# Start of Extracted text

In matches of great significance, like promotion clashes, relegation battles or matches against rivals, many bookmakers offer a variety of promotions for Walsall matches. For example, odds on Walsall v Shrewsbury Town can be enhanced for a particular side to win, allowing bettors to make more profit or win free bets when betting on these odds. Bookmakers such as Paddy Power and SkyBet offer enhanced odds or price boosts regularly.
Walsall betting odds are common in terms of match play, with both pre match and inplay betting popular, but there are also bookmakers who offer odds on what happens behind the scenes. Walsall transfer odds and Walsall manager odds are two of these ‘off the pitch’ markets available on a regular basis.
Walsall are a professional football club located in the town of Walsall in the West Midlands. Known as the Saddlers, the club are one of few sides who have never played top flight English football. The 2018/2019 season saw Walsall start in the country’s third tier, League One.
The history of Walsall Football Club starts in 1888. Two existing football clubs in the town of Walsall, Walsall Town FC and Walsall Swifts FC, merged to form Walsall Town Swifts. Both Town and Swifts played their home matches at the Chuckery, and the merged team continued to play there.
Walsall Town Swifts began playing in the Midland Association League for the 1888/1889 season, before moving to the Football Alliance for the following campaign. The club spent three years playing in the Football Alliance, before becoming founder members of the Football League Second Division in 1892.

# End of Extracted text

**Work required:**
Quote the passage on Walsall from "Walsall are a" to "tier, League One.". Nothing in the listing is needed here.

# Start of Source material

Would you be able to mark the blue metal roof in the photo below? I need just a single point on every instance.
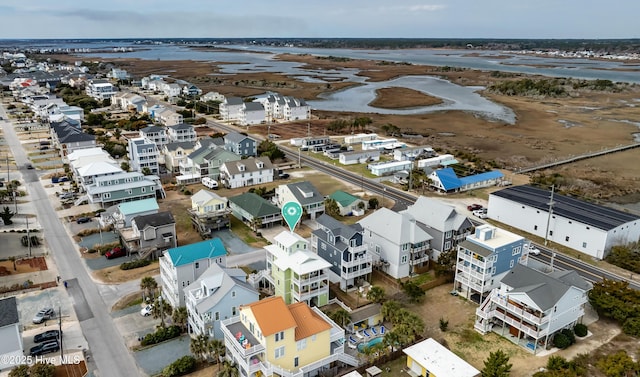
(448, 179)
(200, 250)
(494, 174)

# End of Source material

**Finished task:**
Walsall are a professional football club located in the town of Walsall in the West Midlands. Known as the Saddlers, the club are one of few sides who have never played top flight English football. The 2018/2019 season saw Walsall start in the country’s third tier, League One.